Tareas por realizar:
**A.** Del texto sobre la microhistoria, reescribe como lista el párrafo que empieza con «Y lo mejor que supone esta forma», conservando sus datos principales.
**B.** Prosigue el texto sobre la microhistoria a partir de su última oración.

Texto proporcionado:
● ● ● ● ●
Por tanto, la microhistoria
supone tratar de entender una nueva dimensión del conjunto de los sucesos
históricos en su verdadero contexto, comprender cómo las personas interpretan
su momento histórico y cómo, a través de esa interpretación, responden a los
problemas que se les plantean. De ahí que se le otorgue el calificativo de
historia más profunda, “examen con lupa” del pasado, investigación monográfica
para otros, pero al fin y al cabo, nos revela dimensiones no perceptibles desde
una escala más amplia o global por dejar en la oscuridad múltiples realidades
que se olvidan y que son simultáneas a todos esos sucesos históricos, que en su
particularidad, también devienen a pesar de los “grandes acontecimientos”, en
su espacio y tiempo propios.
Y lo mejor que supone esta forma
de hacer historia, es, no sólo la manera de concebir la historia y practicar
ese oficio que tiene el historiador, sino que haciendo uso de un renovado
interés por acercar esa realidad pasada, utiliza el elemento narrativo para
introducir al lector en una relación especial de intimidad con los personajes
que vivieron, ya que existe una precariedad real de nosotros en relación con el
pasado. O lo que es lo mismo y para entendernos, la narración vuelve también
con el historiador rompiendo los esquemas de las obras historiográficas
clásicas o habituales, consiguiendo agilizar la lectura y que lo narrado sea
más creíble en la medida en la que se logra una participación en la
construcción del argumento histórico por parte del lector al que se le envuelve
en una especie de diálogo con el pasado.
● ● ● ● ●
Sección de datos:
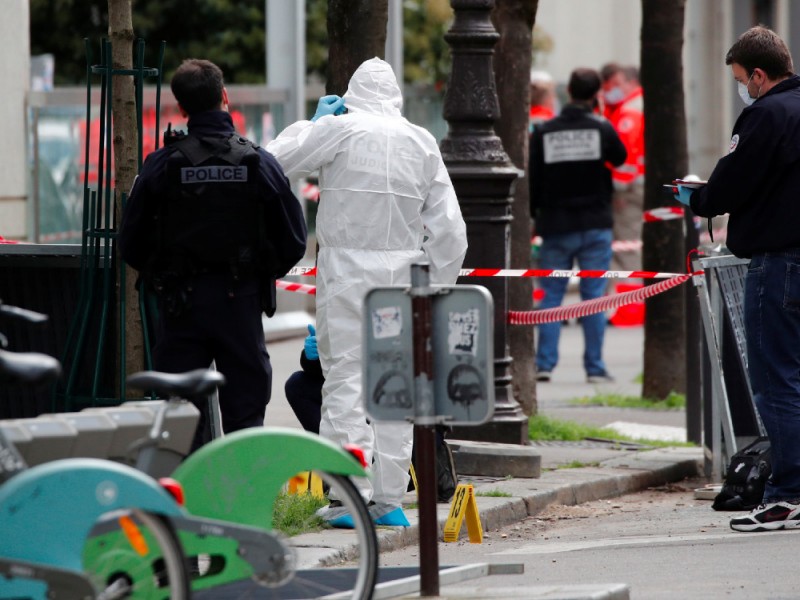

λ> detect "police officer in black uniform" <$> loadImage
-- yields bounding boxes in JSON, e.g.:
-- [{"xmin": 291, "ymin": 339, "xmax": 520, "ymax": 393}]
● ● ● ● ●
Respuestas:
**A.**
- Lo mejor de esta forma de hacer historia no es solo cómo concibe la historia y practica el oficio del historiador.
- Con un renovado interés por acercar la realidad pasada, usa la narración para que el lector entre en una relación de intimidad con los personajes que vivieron, ya que nuestra relación con el pasado es precaria.
- La narración vuelve con el historiador y rompe los esquemas de las obras historiográficas clásicas o habituales.
- Así agiliza la lectura y hace más creíble lo narrado, porque el lector participa en la construcción del argumento histórico en una especie de diálogo con el pasado.

**B.**
Y llegados a este punto, se me
hace curiosa una afirmación sobre la microhistoria de un historiador mexicano:
“la mueve una intención piadosa: salvar
del olvido aquella parte del pasado propio que ya está fuera de ejercicio”.
Su nombre, Luís González y González.
La microhistoria, por tanto,
supone un avance hacia representaciones más realistas y menos mecanicistas y
por ello, los temas a los que intenta abarcar son muy variados: vida cotidiana,
antropología, historia de la pintura o de la arquitectura, y un largo etc.,
abordados desde perspectivas sociales.
Como ejemplo, no citaré a ningún
historiador de microhistoria o alguno de sus libros más célebres. No, me voy a
limitar a exponer un ejemplo tan sencillo que leí y que arrojó bastante luz sobre lo que hoy me
ocupa: la sal.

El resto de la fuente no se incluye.